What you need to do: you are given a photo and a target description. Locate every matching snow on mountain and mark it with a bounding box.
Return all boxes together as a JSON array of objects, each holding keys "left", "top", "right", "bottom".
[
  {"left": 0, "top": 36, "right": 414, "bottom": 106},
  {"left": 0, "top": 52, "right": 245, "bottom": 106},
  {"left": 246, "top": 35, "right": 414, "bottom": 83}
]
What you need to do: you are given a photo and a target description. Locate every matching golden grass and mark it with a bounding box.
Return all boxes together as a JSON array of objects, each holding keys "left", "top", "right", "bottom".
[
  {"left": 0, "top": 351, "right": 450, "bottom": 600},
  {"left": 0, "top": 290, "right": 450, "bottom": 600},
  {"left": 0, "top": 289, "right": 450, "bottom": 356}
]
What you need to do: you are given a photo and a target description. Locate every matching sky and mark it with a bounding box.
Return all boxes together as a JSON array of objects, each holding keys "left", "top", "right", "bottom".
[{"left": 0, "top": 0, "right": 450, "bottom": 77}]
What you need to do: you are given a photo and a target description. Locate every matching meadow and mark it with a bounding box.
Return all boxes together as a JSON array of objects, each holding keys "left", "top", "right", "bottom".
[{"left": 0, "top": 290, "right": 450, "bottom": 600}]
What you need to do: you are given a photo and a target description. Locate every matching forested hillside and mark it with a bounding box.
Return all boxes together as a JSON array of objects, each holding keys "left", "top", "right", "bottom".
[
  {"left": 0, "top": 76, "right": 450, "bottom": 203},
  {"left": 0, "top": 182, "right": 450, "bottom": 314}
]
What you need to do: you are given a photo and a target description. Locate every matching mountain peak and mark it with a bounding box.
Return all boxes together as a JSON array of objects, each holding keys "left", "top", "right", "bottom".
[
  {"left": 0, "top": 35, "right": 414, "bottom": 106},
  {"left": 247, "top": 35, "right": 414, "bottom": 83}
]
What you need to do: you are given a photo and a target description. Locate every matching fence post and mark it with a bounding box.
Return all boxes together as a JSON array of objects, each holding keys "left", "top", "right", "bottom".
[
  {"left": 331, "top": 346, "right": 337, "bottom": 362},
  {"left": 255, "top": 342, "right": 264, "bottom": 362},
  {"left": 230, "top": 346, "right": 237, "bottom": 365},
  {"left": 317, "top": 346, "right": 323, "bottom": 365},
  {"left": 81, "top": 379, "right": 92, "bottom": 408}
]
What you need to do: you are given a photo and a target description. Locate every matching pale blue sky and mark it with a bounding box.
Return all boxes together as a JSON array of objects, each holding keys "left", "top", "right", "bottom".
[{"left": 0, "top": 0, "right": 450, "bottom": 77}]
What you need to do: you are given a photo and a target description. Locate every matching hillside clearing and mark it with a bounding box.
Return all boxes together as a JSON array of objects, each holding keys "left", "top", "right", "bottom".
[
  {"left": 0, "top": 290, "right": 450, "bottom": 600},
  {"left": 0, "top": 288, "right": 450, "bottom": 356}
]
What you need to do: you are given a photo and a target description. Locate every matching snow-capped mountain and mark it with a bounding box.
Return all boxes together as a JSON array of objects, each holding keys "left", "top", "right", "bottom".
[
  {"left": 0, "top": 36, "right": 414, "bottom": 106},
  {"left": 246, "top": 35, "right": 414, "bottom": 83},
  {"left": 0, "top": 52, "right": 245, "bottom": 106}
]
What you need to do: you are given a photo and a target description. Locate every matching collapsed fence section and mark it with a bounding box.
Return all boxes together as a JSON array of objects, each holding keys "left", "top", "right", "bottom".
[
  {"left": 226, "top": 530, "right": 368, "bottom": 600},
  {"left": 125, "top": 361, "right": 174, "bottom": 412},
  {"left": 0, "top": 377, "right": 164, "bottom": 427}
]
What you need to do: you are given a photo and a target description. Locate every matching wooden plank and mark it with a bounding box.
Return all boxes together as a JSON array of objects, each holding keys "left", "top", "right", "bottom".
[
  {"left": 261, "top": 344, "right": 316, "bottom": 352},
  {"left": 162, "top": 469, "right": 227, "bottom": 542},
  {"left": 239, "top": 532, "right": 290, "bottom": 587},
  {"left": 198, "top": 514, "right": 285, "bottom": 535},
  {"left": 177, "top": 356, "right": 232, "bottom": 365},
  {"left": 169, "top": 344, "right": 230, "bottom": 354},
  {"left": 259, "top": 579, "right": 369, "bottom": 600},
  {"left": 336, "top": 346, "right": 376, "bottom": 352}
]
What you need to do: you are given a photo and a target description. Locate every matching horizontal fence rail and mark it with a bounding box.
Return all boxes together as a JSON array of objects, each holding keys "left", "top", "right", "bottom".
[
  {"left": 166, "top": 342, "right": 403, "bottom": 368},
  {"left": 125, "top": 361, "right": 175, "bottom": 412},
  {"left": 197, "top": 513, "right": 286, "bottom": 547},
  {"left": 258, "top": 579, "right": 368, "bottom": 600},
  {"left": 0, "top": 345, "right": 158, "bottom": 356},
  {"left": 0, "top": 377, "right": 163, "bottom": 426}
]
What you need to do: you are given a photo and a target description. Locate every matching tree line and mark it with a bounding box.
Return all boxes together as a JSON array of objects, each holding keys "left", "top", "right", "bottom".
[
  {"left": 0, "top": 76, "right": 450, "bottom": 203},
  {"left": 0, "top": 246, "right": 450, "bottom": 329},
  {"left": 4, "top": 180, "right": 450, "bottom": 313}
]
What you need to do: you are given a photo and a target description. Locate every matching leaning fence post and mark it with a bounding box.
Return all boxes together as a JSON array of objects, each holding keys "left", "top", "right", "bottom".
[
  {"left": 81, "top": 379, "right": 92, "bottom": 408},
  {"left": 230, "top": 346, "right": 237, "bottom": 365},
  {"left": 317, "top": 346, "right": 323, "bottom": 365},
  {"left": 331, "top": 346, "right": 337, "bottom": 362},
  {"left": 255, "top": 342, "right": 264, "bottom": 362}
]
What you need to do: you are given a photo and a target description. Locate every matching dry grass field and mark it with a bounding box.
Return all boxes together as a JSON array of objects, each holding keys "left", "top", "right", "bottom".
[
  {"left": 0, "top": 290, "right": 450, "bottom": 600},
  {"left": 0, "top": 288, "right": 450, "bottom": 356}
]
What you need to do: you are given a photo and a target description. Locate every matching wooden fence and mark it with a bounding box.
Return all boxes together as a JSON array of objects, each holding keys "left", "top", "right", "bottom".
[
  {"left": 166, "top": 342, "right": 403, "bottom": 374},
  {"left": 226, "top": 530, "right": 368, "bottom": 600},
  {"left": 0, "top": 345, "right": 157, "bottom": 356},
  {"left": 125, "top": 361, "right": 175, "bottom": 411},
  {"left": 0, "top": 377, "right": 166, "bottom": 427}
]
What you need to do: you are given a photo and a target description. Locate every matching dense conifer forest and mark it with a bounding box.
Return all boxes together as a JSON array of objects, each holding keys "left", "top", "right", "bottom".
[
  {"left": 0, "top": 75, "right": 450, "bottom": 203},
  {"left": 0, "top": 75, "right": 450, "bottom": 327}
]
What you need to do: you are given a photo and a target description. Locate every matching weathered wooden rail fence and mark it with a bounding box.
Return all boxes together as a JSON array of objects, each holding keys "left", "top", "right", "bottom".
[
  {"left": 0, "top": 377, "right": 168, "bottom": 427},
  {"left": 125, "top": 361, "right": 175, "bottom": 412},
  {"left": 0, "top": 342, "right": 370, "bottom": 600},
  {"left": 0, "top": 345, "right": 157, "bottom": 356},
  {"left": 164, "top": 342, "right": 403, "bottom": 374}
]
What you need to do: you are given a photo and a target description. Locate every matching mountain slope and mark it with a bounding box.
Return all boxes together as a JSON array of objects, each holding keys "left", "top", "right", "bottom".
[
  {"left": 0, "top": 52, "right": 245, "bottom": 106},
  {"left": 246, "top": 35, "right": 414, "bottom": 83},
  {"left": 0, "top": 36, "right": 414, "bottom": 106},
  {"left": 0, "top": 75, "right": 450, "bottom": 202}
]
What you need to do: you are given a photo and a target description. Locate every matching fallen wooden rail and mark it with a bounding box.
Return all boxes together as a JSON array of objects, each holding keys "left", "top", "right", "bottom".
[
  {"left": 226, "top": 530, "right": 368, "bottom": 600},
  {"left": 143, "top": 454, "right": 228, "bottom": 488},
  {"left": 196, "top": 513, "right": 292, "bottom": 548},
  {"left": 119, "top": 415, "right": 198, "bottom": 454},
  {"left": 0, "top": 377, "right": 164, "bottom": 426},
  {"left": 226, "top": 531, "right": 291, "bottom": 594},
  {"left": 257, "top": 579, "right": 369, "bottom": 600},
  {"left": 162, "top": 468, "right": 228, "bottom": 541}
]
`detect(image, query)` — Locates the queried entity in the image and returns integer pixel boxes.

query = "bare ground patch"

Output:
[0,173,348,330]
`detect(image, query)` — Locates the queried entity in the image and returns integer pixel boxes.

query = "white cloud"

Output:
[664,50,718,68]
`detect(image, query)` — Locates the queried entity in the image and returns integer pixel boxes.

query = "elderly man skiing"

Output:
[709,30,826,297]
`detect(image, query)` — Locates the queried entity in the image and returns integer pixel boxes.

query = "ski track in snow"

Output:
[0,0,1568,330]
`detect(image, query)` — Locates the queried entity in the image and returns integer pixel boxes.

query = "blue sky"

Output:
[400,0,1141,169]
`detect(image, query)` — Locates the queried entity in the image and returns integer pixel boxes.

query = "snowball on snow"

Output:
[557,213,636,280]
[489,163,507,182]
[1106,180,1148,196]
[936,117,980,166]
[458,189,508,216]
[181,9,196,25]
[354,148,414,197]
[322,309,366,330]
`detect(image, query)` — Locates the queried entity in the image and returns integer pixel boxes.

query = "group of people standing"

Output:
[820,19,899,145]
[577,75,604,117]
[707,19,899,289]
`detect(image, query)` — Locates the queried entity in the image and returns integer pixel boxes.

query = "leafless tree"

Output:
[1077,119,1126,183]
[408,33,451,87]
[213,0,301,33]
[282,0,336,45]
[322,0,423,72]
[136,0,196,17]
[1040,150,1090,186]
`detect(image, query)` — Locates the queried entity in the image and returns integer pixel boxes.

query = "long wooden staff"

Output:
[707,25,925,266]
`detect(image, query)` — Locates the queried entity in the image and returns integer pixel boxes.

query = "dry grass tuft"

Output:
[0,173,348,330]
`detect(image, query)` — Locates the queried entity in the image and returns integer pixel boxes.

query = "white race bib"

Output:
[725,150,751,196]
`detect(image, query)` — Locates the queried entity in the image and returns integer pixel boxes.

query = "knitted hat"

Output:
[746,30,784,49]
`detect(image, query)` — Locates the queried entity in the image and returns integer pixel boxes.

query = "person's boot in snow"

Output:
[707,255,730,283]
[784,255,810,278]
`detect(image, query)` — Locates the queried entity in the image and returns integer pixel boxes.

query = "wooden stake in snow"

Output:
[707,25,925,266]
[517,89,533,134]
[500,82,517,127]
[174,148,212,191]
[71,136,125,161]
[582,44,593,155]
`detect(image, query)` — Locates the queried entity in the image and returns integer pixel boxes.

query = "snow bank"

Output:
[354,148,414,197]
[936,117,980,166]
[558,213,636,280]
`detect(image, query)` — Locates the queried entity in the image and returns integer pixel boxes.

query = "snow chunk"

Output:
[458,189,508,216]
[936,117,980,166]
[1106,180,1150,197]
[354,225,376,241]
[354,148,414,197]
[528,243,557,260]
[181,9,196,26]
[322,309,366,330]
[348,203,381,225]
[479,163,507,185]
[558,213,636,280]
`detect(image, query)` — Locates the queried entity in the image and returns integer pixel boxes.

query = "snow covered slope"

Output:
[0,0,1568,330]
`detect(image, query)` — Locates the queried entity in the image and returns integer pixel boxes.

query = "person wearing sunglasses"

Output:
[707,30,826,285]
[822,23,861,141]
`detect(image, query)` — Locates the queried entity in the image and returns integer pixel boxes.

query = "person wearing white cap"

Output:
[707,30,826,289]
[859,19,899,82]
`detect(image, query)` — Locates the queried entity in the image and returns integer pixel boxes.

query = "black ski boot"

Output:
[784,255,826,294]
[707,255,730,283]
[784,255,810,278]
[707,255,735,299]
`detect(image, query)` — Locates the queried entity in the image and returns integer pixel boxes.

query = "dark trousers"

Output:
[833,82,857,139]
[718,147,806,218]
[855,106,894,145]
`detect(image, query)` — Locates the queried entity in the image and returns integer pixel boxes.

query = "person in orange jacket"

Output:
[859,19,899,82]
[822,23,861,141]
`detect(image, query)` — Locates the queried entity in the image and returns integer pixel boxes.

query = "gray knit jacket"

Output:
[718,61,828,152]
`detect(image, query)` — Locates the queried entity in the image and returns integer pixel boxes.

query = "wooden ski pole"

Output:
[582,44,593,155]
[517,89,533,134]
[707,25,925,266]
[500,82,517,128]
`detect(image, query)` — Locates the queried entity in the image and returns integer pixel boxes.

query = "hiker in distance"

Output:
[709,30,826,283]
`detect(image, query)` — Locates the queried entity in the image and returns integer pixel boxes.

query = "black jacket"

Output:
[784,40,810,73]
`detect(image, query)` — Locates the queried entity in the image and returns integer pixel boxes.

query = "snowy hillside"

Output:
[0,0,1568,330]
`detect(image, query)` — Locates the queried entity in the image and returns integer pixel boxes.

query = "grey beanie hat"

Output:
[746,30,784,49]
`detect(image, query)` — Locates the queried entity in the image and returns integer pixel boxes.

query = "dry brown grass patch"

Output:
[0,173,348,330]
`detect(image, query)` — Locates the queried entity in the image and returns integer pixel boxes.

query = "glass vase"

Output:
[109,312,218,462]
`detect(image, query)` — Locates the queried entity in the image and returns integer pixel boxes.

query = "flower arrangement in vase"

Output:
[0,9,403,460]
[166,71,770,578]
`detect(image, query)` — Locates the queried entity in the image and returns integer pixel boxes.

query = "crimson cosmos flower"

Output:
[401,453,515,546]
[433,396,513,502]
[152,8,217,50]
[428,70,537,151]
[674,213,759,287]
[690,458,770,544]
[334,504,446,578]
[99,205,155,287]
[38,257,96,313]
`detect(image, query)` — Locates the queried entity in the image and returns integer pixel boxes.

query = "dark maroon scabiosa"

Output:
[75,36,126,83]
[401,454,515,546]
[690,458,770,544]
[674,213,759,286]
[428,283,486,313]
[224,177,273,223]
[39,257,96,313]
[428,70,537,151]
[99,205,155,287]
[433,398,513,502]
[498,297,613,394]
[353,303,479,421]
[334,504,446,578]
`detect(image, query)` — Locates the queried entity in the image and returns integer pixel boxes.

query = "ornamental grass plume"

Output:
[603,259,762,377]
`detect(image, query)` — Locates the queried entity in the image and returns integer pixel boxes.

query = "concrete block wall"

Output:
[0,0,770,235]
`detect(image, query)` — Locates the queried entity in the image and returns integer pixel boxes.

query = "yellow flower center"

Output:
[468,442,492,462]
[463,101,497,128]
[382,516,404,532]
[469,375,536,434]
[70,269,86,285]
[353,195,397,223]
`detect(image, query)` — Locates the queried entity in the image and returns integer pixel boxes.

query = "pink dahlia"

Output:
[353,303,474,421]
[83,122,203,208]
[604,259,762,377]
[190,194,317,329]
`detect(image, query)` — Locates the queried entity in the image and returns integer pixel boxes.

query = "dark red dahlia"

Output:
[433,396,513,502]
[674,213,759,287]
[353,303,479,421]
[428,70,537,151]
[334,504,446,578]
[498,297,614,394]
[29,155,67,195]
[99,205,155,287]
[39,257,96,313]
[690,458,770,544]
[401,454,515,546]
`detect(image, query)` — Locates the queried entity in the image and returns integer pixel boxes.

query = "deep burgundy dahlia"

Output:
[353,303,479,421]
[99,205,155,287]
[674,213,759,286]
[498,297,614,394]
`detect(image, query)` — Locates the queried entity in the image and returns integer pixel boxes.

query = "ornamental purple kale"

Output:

______________________________

• _To be done_: Pick out every line of the entries above that contains the word "fence", and copy each such line.

• _Worked answer_:
What you need to do: you are given a photo and a target description. Locate every matching fence post and mark it with a bounding box.
What you need to do: you are given a photo and a target description. Locate every matching collapsed fence section and mark it with a bounding box.
What you need to do: you are given a photo and a target description. Locate every matching horizontal fence rail and mark it with a bounding box.
What you need to do: you are given a photo and a target description. Locate every matching leaning fence post and mark it with a bounding box.
What you need to do: you are given a photo and a target description. Locate every matching wooden fence and mark it with a bounding box.
What you need to do: you are given a photo and a target description. Locate every matching weathered wooden rail fence and mark it with a bounding box.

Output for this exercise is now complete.